**Problem to work on**
The full listing is to be written out again, unchanged.

**Data provided**
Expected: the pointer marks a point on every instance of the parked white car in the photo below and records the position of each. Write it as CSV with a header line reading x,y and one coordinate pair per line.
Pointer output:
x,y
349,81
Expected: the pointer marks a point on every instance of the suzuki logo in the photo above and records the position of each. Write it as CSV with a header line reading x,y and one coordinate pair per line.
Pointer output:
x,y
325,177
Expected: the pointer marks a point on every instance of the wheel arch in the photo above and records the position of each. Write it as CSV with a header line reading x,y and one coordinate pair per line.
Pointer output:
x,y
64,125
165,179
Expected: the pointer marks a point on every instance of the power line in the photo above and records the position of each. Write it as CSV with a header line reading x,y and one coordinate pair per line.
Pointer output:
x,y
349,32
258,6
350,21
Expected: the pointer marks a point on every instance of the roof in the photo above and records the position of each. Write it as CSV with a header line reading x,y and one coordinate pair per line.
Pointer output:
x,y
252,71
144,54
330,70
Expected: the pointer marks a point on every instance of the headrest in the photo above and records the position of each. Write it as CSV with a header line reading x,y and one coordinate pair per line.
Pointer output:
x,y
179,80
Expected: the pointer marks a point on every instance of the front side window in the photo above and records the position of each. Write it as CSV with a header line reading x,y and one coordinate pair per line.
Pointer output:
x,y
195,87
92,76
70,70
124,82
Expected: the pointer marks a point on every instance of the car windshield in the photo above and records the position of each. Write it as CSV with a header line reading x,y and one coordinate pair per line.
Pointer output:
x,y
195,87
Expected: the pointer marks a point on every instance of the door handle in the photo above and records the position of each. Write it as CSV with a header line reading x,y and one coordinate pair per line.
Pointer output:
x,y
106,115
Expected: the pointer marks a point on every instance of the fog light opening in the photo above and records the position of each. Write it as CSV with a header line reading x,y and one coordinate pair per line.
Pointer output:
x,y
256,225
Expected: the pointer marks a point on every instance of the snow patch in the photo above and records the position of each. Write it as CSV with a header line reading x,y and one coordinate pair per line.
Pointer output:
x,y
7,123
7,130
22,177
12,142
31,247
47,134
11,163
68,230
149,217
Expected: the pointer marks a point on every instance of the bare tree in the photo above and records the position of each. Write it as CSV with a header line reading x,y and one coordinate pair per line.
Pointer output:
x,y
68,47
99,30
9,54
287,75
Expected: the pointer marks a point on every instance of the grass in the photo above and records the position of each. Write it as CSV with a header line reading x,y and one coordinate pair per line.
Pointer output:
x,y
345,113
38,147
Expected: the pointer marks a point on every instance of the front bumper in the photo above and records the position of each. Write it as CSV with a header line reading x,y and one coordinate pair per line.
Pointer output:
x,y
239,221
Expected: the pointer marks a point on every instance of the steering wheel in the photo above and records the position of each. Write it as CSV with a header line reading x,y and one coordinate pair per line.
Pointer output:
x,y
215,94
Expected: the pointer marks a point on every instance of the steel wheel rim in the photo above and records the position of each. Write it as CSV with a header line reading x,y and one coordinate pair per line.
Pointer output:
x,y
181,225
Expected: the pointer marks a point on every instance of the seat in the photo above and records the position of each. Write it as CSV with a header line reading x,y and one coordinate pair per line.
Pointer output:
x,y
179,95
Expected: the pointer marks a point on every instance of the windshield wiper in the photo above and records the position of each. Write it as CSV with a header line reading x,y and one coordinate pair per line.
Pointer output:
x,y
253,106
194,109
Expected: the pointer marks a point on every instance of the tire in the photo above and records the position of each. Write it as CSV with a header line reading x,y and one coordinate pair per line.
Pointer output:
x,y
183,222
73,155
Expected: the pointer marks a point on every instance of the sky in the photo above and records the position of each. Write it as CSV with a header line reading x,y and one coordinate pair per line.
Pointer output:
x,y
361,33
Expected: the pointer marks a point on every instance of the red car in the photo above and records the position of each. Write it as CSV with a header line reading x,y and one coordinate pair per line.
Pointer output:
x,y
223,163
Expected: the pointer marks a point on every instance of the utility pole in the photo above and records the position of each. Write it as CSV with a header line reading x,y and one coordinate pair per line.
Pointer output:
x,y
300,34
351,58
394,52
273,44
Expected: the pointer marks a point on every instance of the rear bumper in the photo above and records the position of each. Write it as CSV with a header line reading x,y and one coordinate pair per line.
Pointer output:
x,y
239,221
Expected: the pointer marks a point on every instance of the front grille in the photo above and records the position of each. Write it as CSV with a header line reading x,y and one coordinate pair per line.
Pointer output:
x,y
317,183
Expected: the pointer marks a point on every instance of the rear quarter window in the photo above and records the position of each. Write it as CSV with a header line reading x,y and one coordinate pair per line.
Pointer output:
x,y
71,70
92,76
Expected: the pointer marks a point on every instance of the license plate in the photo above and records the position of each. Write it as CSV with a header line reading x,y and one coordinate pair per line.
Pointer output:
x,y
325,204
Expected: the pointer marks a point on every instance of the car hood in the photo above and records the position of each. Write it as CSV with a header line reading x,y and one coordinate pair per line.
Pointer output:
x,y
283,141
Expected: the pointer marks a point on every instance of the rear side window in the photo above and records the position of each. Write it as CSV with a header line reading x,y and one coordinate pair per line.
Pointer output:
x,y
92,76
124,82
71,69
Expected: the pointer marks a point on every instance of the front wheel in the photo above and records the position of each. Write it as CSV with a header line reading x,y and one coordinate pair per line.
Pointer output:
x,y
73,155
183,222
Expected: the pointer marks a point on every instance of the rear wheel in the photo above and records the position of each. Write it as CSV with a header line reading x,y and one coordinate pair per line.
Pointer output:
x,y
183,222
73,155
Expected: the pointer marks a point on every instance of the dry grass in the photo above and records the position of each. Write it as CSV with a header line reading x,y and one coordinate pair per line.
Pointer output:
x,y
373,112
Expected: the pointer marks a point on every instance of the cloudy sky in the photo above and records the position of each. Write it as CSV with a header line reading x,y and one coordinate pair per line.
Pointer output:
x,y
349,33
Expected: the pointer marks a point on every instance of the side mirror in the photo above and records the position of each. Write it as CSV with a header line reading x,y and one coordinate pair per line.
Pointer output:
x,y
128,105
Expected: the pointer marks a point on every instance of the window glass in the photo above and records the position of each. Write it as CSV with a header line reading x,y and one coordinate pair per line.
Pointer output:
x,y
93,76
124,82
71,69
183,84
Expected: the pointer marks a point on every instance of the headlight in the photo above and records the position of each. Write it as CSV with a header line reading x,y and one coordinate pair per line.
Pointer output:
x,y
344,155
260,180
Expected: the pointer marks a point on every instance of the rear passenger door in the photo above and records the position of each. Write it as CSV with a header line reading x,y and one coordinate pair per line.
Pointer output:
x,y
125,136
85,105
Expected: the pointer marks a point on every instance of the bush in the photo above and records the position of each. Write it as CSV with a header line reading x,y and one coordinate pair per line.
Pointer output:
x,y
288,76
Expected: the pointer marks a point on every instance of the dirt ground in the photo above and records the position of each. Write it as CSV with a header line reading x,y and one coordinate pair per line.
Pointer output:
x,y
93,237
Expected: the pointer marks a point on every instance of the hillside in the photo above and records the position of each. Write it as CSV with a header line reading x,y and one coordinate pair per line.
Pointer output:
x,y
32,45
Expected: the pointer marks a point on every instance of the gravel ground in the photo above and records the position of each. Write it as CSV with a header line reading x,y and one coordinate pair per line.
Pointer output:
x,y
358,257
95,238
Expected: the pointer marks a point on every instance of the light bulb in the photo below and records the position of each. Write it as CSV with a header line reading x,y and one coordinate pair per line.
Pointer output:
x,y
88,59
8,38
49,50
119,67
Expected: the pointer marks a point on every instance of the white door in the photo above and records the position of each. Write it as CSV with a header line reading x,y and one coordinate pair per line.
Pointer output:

**Output below**
Expected: the pointer marks a point on every instance of the parked white car in the photo below and records the position of each. Write it as CSV with a header line reading x,y and one coordinate pair per line.
Pointer output:
x,y
349,81
Expected: the pointer marks a point on every instance of the suzuki logo in the photo above and records the position of each. Write it as CSV with a header line reading x,y and one coordinate pair per line.
Pointer output:
x,y
325,177
Expected: the pointer marks a point on every instance of the wheel arch in the photo above and records the position of each. Write it as CSV with a header line reading x,y and one coordinate pair per line.
Pointer output:
x,y
64,125
165,179
Expected: the pointer marks a point on every instance of the power line in the photo above and records the position of each. Write it as CSV with a header line reading x,y and one coordinate pair per line.
Pointer output:
x,y
349,32
258,6
350,21
Expected: the pointer marks a point on every instance of the roof in the photo above and records the position of each. Write it as CSV with a header line reading x,y and one coordinate pair per line.
Pointer output:
x,y
252,71
144,54
330,70
Expected: the pointer marks a point on every instance of the headrest in the photo above and records the position of each. Write it as CSV with a header line reading x,y and one coordinate pair per line.
Pointer output:
x,y
179,80
Expected: the pointer marks a point on every instance of the front side window in the photo above and records the position of each. Write it as CSV with a header line reading x,y and one coordinate pair per line.
Pointer output:
x,y
195,87
92,76
70,70
124,82
Expected: the pointer marks a point on every instance of the car windshield in the photo above and records the position of each. Write it as CSV with a header line reading x,y and one coordinate pair per line.
Pointer output:
x,y
195,87
Expected: the pointer marks a point on every instance of the door handle in the photo above and records the position of each. Write it as CSV with a header line reading x,y and one coordinate pair per line.
Pointer output:
x,y
106,115
Expected: the pointer marks a point on every instance of the fog light opening in the photo above and records the position of each. Write it as CSV with a header line reading x,y and one coordinate pair per line.
Pointer output:
x,y
256,225
Expected: the pointer marks a point on every instance of the snow patch in the photo above and records the position of each. Write it as CSV with a header line reading x,y and one coordinate pair per line.
Pointer output:
x,y
7,123
7,130
22,177
12,142
31,247
47,134
11,163
68,230
149,217
Expected: the pointer marks a point on every instance of the bare tree in the photo above and records the position of each. Write it as CSV with a header line reading x,y and one coordinate pair per line.
Pointer output:
x,y
68,47
99,30
9,54
287,75
Expected: the pointer marks a point on every instance of the grass in the photo above and records the position of each. Write it as CSV with a header line reading x,y and one coordinate pair per line.
Pointer output:
x,y
345,113
38,147
Expected: the pointer marks a point on every instance of the front bumper in the photo above and records the position of each. Write it as CSV with a header line reading x,y and one coordinate pair per line.
Pointer output:
x,y
239,221
Expected: the pointer marks a point on every instance of the steering wheel in the photo above and records the position of each. Write it as CSV with a header line reading x,y and one coordinate pair per line.
Pointer output:
x,y
215,94
Expected: the pointer marks a point on every instance of the steel wheel rim in the photo above and records the position of each. Write it as CSV with a header line reading x,y and one coordinate pair per line.
Pointer output:
x,y
181,225
Expected: the pointer marks a point on every instance of the seat in the photo above and records the position of each. Write it as CSV with a header line reading x,y and one coordinate pair per line.
Pointer output:
x,y
179,95
Expected: the pointer marks a point on every instance of the windshield wiper in the photo above and records the position of each. Write it as CSV with a header line reading x,y and one coordinate pair per line.
Pointer output:
x,y
253,106
194,109
Expected: the pointer marks a point on every instance of the tire in the photo above and records the position of each. Write it as CSV with a header line reading x,y and one coordinate pair per line.
Pointer output:
x,y
183,222
73,155
Expected: the pointer marks a point on every instance of the sky in the photo above and records the position of each. Write it as CSV with a header line reading x,y and one coordinate pair per line.
Pointer output:
x,y
361,33
Expected: the pointer marks a point on every instance of the red car in the photo above and records the position of each. Write it as CSV with a header line reading x,y and one coordinate pair per line.
Pointer output:
x,y
223,163
Expected: the pointer marks a point on every instance of the utility pole in the photo above and records the position of each. Write it as CSV with a header line reading x,y and one coordinate pair per line.
Pointer output:
x,y
300,34
351,58
394,52
273,44
Expected: the pointer marks a point on every instance of the rear bumper in the photo above and records the position of each. Write it as CSV with a header line reading x,y and one coordinate pair per line.
Pointer output:
x,y
239,221
Expected: the pointer marks a point on every instance of the front grille in the photo above and records the position of each. Write it as CSV with a header line reading x,y and one coordinate pair per line.
Pointer output:
x,y
317,183
Expected: the pointer marks a point on every instance of the rear quarter window in the photo above and records the position of each. Write it as CSV with a header line reading x,y and one coordinate pair per line.
Pointer output:
x,y
71,70
92,76
Expected: the pointer marks a point on every instance of the license plate in the photo above and records the position of each. Write it as CSV with a header line reading x,y and one coordinate pair per line.
Pointer output:
x,y
325,204
Expected: the pointer marks a point on every instance of the car hood in the photo above and records the position of each. Write it as CSV with a header line reading x,y and one coordinate pair per line.
Pointer output:
x,y
283,141
Expected: the pointer marks a point on every instance of the rear side window in the photo above and records the position of each. Write it as CSV with a header line reading x,y and one coordinate pair per line.
Pointer output:
x,y
92,76
124,82
71,69
Expected: the pointer marks a point on every instance of the front wheel in the photo above and records the position of each. Write it as CSV with a header line reading x,y and one coordinate pair per line.
Pointer output:
x,y
73,155
183,222
Expected: the pointer marks a point on every instance of the rear wheel in the photo above and records the position of each. Write it as CSV with a header line reading x,y and one coordinate pair per line.
Pointer output:
x,y
183,222
73,155
Expected: the pointer marks a point on every instance of the dry grass in the photo above and records the position of each. Write it as CSV with a header line reading x,y and one coordinate pair per line.
Pointer output:
x,y
373,112
Expected: the pointer marks a point on every instance of the cloudy sky in the photo above and records the position of each. Write it as CSV with a header line reading x,y and one coordinate pair per line.
Pointer output:
x,y
349,33
Expected: the pointer marks a point on every instance of the side mirror in the photo above and records the position of each. Write it as CSV with a header line reading x,y and one coordinate pair per line.
Pointer output:
x,y
128,105
Expected: the pointer marks a point on every instance of the window glass in the photo above and records the position of each. Write it as CSV with a header line reading x,y and one coordinate pair per line.
Pointer output:
x,y
93,76
124,82
71,69
183,84
Expected: the pointer marks a point on every instance of the headlight in the photo above and records the position of each. Write it as CSV with a header line reading x,y and one coordinate pair per line.
Pointer output:
x,y
344,155
260,180
Expected: the pointer marks a point on every instance of the rear passenger door in the photo above and records the position of each. Write it as CSV with a header line reading x,y and one coordinate pair per line.
Pointer output:
x,y
125,136
85,105
Expected: the pointer marks a point on every instance of the bush in the photo above and records the position of each. Write it as CSV with a header line reading x,y and one coordinate pair per line.
Pointer output:
x,y
288,76
Expected: the pointer marks a point on every instance of the dirt ground in the photo above and records the position of each. Write it as CSV with a header line reading x,y and one coordinate pair per line.
Pointer output:
x,y
93,237
Expected: the pointer marks a point on every instance of the hillside in the photo above and records the position of each. Write it as CSV with a header line reading x,y and one coordinate pair per line.
Pointer output:
x,y
32,45
Expected: the pointer marks a point on every instance of the gravel ground in the photo above and records the position of each. Write it as CSV with a header line reading x,y and one coordinate pair per line.
Pointer output:
x,y
358,257
95,238
Expected: the pointer marks a point on every instance of the light bulb in the photo below and records the position of each. Write it as CSV with a header line reading x,y and one coordinate pair per line.
Pointer output:
x,y
88,59
8,38
49,50
119,67
Expected: the pointer marks a point on every instance of the white door in the photo above and records the position of each. Write it as CSV with a header line reading x,y and one coordinate pair per line.
Pointer output:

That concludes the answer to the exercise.